* **DIRECTION**
In the entries below, start at the line that contains "plant on this photo." and repeat each line word for word. Stop after the line that contains "<point>315,215</point>".

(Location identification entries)
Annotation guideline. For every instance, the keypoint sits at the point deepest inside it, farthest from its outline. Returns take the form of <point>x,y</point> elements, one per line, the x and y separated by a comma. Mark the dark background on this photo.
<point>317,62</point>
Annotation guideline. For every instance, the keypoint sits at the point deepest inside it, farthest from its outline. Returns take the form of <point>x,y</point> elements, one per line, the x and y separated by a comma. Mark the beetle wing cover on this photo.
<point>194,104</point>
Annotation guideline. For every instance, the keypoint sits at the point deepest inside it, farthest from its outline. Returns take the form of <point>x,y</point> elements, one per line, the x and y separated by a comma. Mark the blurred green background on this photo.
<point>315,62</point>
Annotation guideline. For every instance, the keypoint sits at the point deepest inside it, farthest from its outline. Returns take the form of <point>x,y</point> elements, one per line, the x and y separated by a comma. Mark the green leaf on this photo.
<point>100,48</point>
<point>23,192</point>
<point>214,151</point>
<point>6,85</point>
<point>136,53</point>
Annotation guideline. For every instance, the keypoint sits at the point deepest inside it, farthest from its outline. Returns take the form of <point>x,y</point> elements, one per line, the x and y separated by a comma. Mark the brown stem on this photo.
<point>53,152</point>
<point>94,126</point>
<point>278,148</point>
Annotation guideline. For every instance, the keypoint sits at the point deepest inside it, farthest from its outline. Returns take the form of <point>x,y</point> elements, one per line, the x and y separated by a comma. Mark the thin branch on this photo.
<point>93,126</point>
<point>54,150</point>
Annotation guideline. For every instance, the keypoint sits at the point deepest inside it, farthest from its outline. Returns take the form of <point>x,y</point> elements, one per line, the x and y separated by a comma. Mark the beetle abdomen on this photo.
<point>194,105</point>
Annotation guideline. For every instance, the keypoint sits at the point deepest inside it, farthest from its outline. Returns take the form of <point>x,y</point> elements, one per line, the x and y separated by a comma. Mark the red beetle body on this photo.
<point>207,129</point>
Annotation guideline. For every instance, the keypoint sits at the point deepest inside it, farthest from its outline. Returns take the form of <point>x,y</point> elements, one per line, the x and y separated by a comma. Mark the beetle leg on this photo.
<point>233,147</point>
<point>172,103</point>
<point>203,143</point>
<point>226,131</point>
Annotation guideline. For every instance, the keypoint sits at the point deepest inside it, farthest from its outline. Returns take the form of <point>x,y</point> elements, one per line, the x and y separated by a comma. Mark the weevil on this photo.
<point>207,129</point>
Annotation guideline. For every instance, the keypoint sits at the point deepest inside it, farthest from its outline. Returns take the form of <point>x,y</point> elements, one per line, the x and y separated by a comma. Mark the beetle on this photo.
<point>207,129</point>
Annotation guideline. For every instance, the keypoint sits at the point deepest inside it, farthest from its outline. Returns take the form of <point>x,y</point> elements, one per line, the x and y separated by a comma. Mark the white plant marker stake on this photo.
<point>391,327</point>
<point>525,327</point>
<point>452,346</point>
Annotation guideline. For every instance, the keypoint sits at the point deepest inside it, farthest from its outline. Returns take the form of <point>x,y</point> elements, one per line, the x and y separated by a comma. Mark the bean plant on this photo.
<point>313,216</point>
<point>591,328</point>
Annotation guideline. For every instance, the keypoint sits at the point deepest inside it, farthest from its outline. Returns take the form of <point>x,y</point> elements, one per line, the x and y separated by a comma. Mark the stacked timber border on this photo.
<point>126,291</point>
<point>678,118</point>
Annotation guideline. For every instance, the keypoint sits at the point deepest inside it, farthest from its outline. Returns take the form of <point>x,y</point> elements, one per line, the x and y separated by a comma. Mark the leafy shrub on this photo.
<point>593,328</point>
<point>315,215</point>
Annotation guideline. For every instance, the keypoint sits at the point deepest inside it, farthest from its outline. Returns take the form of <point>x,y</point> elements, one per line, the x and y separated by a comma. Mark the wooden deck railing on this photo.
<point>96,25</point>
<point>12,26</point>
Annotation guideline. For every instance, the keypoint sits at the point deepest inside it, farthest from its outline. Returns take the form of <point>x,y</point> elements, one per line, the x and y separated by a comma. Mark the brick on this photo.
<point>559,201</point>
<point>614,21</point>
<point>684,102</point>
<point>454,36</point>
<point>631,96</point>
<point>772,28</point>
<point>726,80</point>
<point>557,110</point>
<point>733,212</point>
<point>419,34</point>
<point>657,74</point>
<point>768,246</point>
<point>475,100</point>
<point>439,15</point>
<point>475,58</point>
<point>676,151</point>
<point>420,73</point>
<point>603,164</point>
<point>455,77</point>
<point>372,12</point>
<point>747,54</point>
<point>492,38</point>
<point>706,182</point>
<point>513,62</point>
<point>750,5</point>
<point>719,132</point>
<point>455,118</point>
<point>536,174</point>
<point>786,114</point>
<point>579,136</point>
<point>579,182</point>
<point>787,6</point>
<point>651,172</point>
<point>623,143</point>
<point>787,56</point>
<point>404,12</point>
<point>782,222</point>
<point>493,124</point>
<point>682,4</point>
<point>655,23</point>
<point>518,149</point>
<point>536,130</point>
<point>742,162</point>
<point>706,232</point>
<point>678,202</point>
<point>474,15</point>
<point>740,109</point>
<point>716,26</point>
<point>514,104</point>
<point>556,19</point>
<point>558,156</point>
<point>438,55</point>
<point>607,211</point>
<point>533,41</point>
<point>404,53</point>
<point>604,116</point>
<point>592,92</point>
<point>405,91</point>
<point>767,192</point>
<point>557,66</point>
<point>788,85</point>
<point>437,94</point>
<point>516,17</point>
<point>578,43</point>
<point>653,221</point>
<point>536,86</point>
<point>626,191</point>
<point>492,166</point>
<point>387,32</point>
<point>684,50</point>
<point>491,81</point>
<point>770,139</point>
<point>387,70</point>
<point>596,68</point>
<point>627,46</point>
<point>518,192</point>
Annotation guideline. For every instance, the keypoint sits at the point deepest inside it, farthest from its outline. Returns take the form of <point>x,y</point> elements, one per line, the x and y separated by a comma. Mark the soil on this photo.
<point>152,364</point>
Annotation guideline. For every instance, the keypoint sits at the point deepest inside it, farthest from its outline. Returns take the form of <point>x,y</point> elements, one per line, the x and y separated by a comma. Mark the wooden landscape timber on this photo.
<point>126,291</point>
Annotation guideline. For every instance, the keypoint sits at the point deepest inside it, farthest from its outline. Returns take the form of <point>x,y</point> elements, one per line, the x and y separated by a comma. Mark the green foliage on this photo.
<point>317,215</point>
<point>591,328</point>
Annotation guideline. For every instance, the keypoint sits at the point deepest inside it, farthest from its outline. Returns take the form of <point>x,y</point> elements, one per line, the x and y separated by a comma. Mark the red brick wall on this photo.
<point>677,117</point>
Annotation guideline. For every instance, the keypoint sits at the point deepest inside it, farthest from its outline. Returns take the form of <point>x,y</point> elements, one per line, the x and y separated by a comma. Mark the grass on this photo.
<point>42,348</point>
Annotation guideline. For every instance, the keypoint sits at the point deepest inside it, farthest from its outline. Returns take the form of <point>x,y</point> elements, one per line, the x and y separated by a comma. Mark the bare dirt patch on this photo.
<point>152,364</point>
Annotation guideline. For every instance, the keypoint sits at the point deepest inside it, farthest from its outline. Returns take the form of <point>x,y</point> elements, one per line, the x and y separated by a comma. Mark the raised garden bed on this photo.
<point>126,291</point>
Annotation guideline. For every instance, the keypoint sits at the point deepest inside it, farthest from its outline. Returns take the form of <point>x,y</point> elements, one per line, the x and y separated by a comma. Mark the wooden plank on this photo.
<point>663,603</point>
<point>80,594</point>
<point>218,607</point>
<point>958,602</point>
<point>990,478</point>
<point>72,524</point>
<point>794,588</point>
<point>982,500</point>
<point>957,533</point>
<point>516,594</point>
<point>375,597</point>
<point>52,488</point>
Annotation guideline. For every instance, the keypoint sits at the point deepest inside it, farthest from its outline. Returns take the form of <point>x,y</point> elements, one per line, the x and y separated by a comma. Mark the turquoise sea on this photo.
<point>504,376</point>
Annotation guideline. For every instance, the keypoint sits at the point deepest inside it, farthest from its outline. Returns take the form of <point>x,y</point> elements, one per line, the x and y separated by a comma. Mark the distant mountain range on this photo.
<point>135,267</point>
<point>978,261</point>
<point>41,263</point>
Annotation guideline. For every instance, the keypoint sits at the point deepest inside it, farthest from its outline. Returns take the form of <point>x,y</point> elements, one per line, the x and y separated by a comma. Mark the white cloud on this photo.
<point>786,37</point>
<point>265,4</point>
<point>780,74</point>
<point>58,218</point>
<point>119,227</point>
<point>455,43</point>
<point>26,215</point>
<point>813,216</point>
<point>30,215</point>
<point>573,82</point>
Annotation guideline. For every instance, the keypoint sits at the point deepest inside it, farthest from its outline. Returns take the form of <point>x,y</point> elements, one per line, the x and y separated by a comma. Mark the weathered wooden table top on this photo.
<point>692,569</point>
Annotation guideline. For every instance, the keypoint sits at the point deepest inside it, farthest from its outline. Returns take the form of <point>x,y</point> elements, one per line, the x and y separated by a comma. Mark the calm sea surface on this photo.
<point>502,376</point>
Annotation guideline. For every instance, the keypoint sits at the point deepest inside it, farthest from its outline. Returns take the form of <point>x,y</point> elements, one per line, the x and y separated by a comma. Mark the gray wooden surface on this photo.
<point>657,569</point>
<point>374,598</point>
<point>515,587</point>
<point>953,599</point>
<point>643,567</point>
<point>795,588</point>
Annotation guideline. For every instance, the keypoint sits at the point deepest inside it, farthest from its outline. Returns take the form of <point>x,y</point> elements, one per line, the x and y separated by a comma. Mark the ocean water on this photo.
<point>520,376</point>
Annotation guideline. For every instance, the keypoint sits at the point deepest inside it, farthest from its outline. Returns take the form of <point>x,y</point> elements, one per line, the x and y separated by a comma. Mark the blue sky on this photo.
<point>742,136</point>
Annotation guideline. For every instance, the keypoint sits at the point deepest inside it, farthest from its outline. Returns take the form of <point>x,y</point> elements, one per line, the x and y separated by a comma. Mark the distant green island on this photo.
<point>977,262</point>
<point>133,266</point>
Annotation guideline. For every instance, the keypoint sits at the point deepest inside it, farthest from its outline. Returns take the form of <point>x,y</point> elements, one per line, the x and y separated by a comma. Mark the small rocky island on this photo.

* **SOLUTION**
Annotation guideline. For every instance, the keypoint sits at the point deepest inside it, farthest from its outline. Returns take the form of <point>x,y</point> elements, one per line, the x and y separated by a comma. Mark the bean plant on this photo.
<point>313,216</point>
<point>591,328</point>
Annotation guideline. For every instance, the keypoint sits at the point deepest inside it, farthest from its outline. Returns take the form of <point>x,y</point> elements, one per line, the x and y separated by a comma. Mark the stacked timber border on this photo.
<point>126,291</point>
<point>678,118</point>
Annotation guideline. For every instance, the keypoint sits at the point deepest inside it, farthest from its outline. Returns take the form of <point>x,y</point> elements, one per line, the x and y separated by a comma. Mark the leafy shrub on this photo.
<point>593,328</point>
<point>315,215</point>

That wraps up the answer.